TASK PROMPT:
Repeat each line of the material word for word.

┄┄┄┄┄┄

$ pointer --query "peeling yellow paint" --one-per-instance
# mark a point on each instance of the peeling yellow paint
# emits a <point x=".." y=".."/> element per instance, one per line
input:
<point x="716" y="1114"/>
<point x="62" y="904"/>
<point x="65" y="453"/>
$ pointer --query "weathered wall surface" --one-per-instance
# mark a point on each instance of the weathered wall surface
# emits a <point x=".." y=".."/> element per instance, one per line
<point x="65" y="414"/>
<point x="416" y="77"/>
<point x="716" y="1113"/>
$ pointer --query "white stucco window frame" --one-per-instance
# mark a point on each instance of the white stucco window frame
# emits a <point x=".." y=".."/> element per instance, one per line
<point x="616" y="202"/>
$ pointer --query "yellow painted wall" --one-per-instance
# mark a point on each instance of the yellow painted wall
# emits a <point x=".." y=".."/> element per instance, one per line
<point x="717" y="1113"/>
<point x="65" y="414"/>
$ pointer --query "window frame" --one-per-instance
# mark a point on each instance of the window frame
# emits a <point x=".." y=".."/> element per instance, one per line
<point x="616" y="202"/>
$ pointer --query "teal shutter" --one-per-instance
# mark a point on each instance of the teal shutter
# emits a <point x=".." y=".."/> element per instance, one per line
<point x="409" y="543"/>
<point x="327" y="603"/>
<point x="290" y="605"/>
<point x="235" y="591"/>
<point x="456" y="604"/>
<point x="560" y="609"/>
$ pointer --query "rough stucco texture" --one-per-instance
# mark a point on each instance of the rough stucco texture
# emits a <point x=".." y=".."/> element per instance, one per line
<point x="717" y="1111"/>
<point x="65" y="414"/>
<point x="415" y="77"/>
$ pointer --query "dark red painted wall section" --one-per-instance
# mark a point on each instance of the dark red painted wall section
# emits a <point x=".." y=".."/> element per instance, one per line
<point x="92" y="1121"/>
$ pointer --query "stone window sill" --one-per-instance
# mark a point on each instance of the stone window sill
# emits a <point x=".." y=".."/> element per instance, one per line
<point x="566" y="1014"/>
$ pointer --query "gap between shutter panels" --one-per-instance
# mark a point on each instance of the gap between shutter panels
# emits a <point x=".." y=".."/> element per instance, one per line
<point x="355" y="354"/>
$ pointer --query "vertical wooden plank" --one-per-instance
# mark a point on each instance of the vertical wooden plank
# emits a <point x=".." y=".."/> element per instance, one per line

┄┄┄┄┄┄

REPLY:
$ pointer --query "peeling yellow paint" --one-per-instance
# mark a point on each instance of the peeling yellow paint
# emits a <point x=".." y=".."/> element per instance, one per line
input:
<point x="716" y="1114"/>
<point x="62" y="904"/>
<point x="65" y="453"/>
$ pointer --query "weathered wall surface" --one-per-instance
# mark a point on each instance of the weathered wall surface
# emits a <point x=".." y=".."/> element per instance, one per line
<point x="65" y="414"/>
<point x="416" y="77"/>
<point x="716" y="1113"/>
$ pointer --query "white stucco window frame" --one-per-instance
# mark a point on each instance of the white stucco window frame
# emits a <point x=".." y=".."/> element per instance, one per line
<point x="616" y="202"/>
$ pointer --query "yellow painted wall" --one-per-instance
# mark a point on each instance of the yellow painted wall
# emits a <point x=".." y=".."/> element per instance, one per line
<point x="717" y="1113"/>
<point x="65" y="414"/>
$ pointer --query "window frame" --one-per-instance
# mark a point on each instance of the window frame
# emits a <point x=".." y=".."/> element per instance, one per line
<point x="616" y="202"/>
$ pointer --query "teal shutter" --one-per-instance
# mark a point on each instance of the teal shutter
# emits a <point x=".." y=".."/> element per instance, one per line
<point x="409" y="543"/>
<point x="327" y="603"/>
<point x="290" y="605"/>
<point x="235" y="591"/>
<point x="456" y="604"/>
<point x="560" y="609"/>
$ pointer --query "rough stucco texture" --one-per-instance
# mark a point on each instance of the rough stucco texture
# emits a <point x=".." y=".."/> element per instance, one per line
<point x="717" y="1111"/>
<point x="65" y="414"/>
<point x="415" y="77"/>
$ pointer --query "dark red painted wall section" --one-per-instance
# mark a point on each instance of the dark red painted wall section
# emits a <point x=".." y=".."/> element per instance, one per line
<point x="92" y="1121"/>
$ pointer --query "stone window sill" --one-per-instance
# mark a point on each instance of the stone window sill
# emits a <point x=".." y=".."/> element per instance, one per line
<point x="566" y="1014"/>
$ pointer --query "gap between shutter panels" --one-per-instance
# mark a point on each instance of the gap between shutter panels
# emits a <point x=".." y=".."/> element per instance, one per line
<point x="355" y="354"/>
$ pointer --query "vertical wooden plank" --one-per-instance
# mark a point on each instance of the vertical wooden plank
# emits a <point x=".." y=".."/> element per instance, one per line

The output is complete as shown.